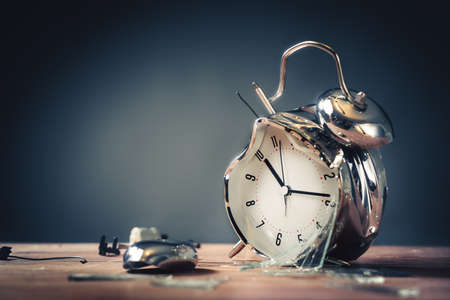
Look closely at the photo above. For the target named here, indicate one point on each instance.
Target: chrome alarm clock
(310, 183)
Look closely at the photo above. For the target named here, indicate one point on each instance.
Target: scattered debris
(380, 289)
(148, 247)
(104, 250)
(359, 275)
(198, 283)
(114, 277)
(138, 234)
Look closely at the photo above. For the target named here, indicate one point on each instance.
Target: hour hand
(274, 173)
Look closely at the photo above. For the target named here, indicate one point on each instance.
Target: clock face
(281, 196)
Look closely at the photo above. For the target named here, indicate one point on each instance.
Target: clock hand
(307, 193)
(281, 160)
(274, 173)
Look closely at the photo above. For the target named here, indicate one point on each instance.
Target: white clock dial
(282, 196)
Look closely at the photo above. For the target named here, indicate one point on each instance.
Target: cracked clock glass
(281, 196)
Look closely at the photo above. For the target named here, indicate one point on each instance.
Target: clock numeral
(262, 223)
(278, 240)
(274, 141)
(329, 176)
(250, 177)
(259, 155)
(329, 203)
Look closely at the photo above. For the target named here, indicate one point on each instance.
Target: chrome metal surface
(362, 182)
(349, 124)
(365, 192)
(166, 254)
(296, 48)
(238, 247)
(263, 98)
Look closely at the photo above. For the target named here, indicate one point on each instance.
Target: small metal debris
(114, 277)
(359, 275)
(201, 283)
(292, 272)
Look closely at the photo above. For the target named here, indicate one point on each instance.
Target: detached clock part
(311, 182)
(149, 248)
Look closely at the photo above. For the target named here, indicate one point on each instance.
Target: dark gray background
(122, 116)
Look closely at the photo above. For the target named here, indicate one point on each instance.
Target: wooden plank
(429, 268)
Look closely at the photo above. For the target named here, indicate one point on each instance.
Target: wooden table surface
(424, 268)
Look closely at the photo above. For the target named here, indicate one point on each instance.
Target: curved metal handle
(267, 101)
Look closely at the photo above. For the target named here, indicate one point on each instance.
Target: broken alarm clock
(311, 183)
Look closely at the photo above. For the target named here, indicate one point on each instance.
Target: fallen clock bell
(169, 255)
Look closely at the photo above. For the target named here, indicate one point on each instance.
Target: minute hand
(307, 193)
(274, 173)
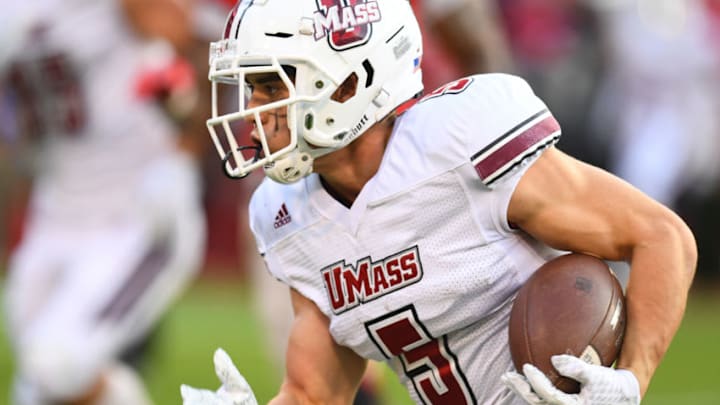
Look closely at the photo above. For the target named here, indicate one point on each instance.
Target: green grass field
(218, 313)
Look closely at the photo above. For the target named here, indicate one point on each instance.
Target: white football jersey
(72, 75)
(421, 271)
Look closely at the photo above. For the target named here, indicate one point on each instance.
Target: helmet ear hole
(346, 90)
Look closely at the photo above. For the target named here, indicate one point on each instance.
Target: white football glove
(234, 390)
(598, 385)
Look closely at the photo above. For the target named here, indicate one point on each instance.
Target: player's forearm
(661, 274)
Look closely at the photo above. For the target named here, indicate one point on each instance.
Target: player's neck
(346, 171)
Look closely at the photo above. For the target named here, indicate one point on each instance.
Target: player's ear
(347, 89)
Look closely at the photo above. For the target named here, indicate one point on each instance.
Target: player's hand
(598, 385)
(234, 390)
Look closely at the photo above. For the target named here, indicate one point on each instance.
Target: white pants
(78, 296)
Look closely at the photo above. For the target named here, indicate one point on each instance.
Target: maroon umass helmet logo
(346, 23)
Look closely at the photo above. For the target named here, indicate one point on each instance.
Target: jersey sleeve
(502, 123)
(520, 126)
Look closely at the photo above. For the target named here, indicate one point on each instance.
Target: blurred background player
(105, 101)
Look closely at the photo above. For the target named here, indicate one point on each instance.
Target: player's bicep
(573, 206)
(318, 369)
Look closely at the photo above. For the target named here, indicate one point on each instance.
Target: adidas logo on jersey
(283, 217)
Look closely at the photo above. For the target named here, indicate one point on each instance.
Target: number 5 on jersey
(427, 361)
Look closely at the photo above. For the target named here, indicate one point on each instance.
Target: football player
(115, 227)
(404, 226)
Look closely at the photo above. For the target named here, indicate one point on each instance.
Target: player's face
(265, 88)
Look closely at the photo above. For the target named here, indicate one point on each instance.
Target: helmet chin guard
(325, 42)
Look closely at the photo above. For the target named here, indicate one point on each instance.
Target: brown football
(572, 304)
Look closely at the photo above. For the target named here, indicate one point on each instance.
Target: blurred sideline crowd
(635, 85)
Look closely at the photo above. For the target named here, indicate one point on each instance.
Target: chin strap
(225, 165)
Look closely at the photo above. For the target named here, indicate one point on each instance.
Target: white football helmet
(325, 41)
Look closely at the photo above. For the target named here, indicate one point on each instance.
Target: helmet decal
(346, 23)
(326, 42)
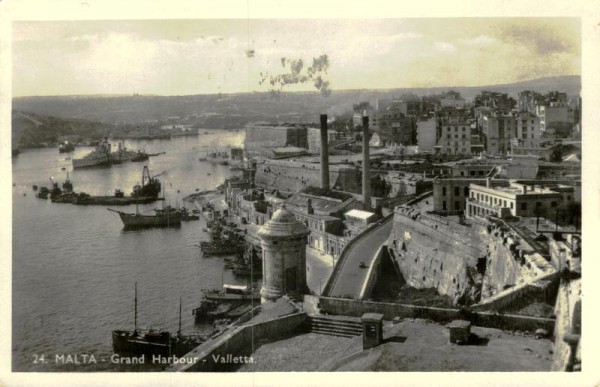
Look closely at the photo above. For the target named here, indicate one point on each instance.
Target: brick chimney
(366, 165)
(324, 153)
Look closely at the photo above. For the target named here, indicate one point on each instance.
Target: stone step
(335, 326)
(334, 332)
(338, 325)
(336, 319)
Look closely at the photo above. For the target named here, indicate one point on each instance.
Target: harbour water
(74, 267)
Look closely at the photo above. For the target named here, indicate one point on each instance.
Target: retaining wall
(239, 342)
(356, 308)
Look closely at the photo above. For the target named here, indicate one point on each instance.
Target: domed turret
(283, 240)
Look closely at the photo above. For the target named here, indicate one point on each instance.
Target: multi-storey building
(426, 134)
(394, 124)
(450, 195)
(555, 112)
(526, 200)
(497, 131)
(454, 135)
(364, 109)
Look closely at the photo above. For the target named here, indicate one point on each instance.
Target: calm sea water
(74, 267)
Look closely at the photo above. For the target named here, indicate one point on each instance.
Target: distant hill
(235, 110)
(30, 130)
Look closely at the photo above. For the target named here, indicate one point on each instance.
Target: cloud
(481, 40)
(444, 47)
(544, 40)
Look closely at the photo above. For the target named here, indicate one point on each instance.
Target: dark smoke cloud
(299, 74)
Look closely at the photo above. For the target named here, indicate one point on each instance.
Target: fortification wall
(240, 341)
(259, 138)
(469, 264)
(433, 253)
(289, 176)
(356, 308)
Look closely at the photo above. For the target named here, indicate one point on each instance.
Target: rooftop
(364, 215)
(417, 345)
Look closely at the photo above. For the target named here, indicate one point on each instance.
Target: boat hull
(162, 344)
(133, 221)
(91, 162)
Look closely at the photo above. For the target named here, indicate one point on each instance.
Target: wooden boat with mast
(165, 217)
(153, 342)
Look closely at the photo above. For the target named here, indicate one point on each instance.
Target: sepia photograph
(324, 193)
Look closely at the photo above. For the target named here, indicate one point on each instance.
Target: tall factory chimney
(366, 164)
(324, 153)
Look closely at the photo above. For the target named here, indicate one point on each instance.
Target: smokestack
(366, 164)
(324, 153)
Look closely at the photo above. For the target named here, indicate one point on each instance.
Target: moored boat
(219, 303)
(66, 147)
(159, 219)
(153, 342)
(99, 156)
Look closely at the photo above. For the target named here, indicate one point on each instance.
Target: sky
(183, 57)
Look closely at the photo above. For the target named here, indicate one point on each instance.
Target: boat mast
(135, 311)
(179, 331)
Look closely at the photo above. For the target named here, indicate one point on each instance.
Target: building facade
(517, 199)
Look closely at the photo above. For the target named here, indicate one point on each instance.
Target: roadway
(350, 278)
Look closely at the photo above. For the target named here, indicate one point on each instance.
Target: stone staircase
(335, 325)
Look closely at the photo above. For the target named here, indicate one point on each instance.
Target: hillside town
(425, 209)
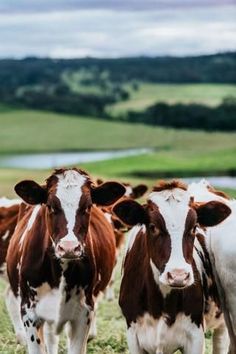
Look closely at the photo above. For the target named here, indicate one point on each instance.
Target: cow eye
(153, 229)
(86, 210)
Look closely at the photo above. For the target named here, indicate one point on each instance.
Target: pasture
(175, 152)
(111, 338)
(148, 94)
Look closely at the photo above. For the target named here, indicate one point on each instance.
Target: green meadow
(174, 153)
(149, 94)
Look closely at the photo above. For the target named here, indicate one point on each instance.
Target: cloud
(105, 33)
(121, 5)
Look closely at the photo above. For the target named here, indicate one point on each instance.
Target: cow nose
(69, 249)
(178, 278)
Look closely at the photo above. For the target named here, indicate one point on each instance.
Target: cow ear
(212, 213)
(99, 181)
(139, 191)
(107, 193)
(31, 192)
(130, 212)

**TASK OBJECTIVE:** From the records, pull out every line that contains the word "metal", matching case exactly.

**SOLUTION BELOW:**
Target: chrome metal surface
Target: small metal debris
Target: curved metal handle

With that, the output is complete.